Fincher, le cinéaste qui aimait les femmes
Le 29 juin 2023
Après avoir mis tout le monde d’accord avec The Social Network, David Fincher revient au thriller et nous livre sa version du best-seller Millenium.
- Réalisateur : David Fincher
- Acteurs : Robin Wright (Robin Wright Penn), Daniel Craig, Stellan Skarsgård, Julian Sands, Christopher Plummer, Rooney Mara, Inga Landgré, Steven Berkoff, Anita Björk
- Genre : Policier / Polar / Film noir / Thriller / Film de gangsters, Thriller
- Nationalité : Américain, Britannique, Allemand, Suédois
- Distributeur : Sony Pictures Releasing France
- Durée : 2h38mn
- Date télé : 4 novembre 2024 20:50
- Chaîne : Ciné+ Premier
- Box-office : 1.080.239 entrées France / 308 779 entrées P.P. / 102 515 793 $ (recettes USA)

■ Détail de la tâche
Retapez fidèlement le passage du texte sur David Fincher qui s'ouvre sur les mots contenant « Fincher, le cinéaste » et se termine par « 793 $ (recettes USA) ». Les lignes ne jouent aucun rôle dans ce travail.

■ Extrait des données
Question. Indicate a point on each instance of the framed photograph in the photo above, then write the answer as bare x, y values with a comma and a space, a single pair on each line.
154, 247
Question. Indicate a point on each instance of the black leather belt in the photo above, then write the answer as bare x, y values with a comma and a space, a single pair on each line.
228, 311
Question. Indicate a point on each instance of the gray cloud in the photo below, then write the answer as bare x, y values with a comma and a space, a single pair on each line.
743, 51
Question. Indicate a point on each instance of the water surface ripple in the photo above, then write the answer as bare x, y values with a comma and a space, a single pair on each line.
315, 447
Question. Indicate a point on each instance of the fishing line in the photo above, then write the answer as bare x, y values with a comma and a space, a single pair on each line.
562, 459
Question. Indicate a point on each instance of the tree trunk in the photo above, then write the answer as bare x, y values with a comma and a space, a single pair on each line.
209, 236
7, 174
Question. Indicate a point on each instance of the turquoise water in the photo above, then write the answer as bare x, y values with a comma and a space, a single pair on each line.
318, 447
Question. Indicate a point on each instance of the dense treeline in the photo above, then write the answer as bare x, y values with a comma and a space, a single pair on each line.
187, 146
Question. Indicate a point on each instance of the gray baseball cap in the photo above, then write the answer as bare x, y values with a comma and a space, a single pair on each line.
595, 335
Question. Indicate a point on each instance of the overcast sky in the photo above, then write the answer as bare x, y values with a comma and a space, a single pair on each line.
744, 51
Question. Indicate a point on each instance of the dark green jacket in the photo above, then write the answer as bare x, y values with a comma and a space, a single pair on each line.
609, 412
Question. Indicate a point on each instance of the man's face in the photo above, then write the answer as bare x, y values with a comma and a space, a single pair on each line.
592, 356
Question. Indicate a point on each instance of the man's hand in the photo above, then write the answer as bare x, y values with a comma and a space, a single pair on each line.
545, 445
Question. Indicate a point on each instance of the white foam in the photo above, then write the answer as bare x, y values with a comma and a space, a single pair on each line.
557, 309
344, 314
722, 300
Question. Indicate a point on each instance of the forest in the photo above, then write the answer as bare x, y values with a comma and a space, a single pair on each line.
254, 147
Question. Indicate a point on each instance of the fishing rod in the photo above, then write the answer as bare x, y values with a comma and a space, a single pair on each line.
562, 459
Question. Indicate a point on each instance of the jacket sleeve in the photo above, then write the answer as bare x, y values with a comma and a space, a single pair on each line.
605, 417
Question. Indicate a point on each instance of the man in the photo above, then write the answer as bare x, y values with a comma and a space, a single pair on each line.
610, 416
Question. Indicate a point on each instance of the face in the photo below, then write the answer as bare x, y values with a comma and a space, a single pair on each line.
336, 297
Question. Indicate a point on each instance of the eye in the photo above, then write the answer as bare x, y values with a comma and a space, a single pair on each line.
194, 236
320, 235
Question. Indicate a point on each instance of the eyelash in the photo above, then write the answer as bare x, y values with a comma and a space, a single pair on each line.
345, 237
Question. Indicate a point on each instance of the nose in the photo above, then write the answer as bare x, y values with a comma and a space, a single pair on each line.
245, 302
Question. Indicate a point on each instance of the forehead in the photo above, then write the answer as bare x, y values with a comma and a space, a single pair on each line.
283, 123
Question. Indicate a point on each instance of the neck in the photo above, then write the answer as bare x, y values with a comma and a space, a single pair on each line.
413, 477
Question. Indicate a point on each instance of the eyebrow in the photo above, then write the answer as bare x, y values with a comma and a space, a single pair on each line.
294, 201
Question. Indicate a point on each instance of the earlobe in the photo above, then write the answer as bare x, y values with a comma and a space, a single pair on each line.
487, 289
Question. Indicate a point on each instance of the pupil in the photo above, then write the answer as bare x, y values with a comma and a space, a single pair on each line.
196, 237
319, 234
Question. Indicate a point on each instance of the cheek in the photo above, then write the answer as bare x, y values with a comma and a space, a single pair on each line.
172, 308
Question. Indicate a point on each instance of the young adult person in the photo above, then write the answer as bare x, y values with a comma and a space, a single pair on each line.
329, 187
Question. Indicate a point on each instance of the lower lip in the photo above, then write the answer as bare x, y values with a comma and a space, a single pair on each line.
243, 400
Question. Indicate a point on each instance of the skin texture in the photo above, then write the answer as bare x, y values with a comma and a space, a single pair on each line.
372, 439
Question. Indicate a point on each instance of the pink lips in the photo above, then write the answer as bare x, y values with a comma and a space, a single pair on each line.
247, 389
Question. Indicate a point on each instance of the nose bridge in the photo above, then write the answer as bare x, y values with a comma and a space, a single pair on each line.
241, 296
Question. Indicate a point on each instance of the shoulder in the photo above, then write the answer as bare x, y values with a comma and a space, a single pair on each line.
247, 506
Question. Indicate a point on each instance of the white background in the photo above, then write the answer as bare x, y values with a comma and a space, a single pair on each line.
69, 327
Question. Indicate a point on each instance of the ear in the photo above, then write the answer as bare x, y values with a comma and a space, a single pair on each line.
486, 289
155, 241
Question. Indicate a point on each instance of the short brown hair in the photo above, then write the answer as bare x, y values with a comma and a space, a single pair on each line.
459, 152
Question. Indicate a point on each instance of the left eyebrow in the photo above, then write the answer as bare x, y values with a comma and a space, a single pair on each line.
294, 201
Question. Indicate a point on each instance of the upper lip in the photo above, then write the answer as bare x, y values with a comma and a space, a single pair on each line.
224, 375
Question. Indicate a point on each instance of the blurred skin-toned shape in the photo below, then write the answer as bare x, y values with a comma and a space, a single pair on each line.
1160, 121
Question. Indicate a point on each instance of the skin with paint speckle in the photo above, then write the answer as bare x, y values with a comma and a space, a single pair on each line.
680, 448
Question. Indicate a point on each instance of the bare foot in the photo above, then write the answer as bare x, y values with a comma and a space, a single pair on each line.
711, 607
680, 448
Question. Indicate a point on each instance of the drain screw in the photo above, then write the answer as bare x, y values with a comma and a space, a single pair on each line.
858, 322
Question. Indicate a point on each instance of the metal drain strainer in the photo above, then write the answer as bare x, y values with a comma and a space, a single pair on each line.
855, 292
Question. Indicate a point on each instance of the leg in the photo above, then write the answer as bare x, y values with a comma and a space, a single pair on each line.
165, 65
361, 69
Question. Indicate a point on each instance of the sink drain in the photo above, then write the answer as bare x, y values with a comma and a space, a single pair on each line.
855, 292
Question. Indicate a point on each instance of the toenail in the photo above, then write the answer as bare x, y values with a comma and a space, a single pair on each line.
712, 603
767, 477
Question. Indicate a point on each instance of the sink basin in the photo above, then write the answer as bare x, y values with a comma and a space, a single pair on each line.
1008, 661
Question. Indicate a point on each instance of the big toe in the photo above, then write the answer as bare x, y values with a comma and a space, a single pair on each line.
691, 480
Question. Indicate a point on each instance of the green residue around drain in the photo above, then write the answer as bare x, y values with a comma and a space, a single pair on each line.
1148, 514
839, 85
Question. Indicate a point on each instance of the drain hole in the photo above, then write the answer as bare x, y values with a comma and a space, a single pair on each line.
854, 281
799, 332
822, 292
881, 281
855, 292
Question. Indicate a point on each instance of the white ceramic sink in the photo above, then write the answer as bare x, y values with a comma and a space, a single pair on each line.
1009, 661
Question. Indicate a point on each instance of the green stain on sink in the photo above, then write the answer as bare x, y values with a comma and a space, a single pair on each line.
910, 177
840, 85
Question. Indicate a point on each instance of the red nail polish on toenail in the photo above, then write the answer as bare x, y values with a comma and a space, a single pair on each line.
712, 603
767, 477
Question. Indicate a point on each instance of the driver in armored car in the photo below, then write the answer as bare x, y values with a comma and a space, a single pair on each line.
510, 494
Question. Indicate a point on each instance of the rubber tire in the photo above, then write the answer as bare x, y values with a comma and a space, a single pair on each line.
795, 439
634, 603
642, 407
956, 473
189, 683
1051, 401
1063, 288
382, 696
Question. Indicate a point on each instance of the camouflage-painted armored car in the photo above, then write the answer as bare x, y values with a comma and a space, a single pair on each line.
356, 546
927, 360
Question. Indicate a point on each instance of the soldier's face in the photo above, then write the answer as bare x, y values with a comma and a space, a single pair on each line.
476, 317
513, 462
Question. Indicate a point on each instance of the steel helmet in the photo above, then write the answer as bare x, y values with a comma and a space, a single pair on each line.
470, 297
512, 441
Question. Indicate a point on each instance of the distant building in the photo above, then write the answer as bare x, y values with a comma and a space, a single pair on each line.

■ Réponse au problème
Fincher, le cinéaste qui aimait les femmes
Le 29 juin 2023
Après avoir mis tout le monde d’accord avec The Social Network, David Fincher revient au thriller et nous livre sa version du best-seller Millenium.
- Réalisateur : David Fincher
- Acteurs : Robin Wright (Robin Wright Penn), Daniel Craig, Stellan Skarsgård, Julian Sands, Christopher Plummer, Rooney Mara, Inga Landgré, Steven Berkoff, Anita Björk
- Genre : Policier / Polar / Film noir / Thriller / Film de gangsters, Thriller
- Nationalité : Américain, Britannique, Allemand, Suédois
- Distributeur : Sony Pictures Releasing France
- Durée : 2h38mn
- Date télé : 4 novembre 2024 20:50
- Chaîne : Ciné+ Premier
- Box-office : 1.080.239 entrées France / 308 779 entrées P.P. / 102 515 793 $ (recettes USA)